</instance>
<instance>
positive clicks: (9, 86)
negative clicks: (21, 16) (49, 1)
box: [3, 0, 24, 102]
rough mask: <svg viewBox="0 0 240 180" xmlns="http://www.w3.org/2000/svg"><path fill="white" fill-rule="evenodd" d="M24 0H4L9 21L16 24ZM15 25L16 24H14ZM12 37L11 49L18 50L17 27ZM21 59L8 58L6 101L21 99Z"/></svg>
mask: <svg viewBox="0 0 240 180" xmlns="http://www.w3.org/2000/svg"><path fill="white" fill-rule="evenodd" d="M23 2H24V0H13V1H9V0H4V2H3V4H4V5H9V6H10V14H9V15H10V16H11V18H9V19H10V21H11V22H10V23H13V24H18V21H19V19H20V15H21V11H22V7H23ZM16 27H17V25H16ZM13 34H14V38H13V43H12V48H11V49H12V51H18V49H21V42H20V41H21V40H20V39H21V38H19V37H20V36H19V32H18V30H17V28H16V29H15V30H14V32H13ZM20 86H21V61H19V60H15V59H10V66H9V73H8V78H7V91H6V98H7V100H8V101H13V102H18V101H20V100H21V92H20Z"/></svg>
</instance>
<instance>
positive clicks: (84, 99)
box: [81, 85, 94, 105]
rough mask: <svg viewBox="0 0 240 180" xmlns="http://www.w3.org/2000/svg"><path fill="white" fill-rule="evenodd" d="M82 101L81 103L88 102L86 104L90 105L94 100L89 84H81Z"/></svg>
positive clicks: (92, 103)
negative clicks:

_Problem to solve_. Exactly those lines that run from the start of the listing to the line containing "box: [3, 0, 24, 102]" should be output, and no others.

_Answer space_.
</instance>
<instance>
positive clicks: (9, 86)
negative clicks: (21, 16) (49, 1)
box: [3, 0, 24, 102]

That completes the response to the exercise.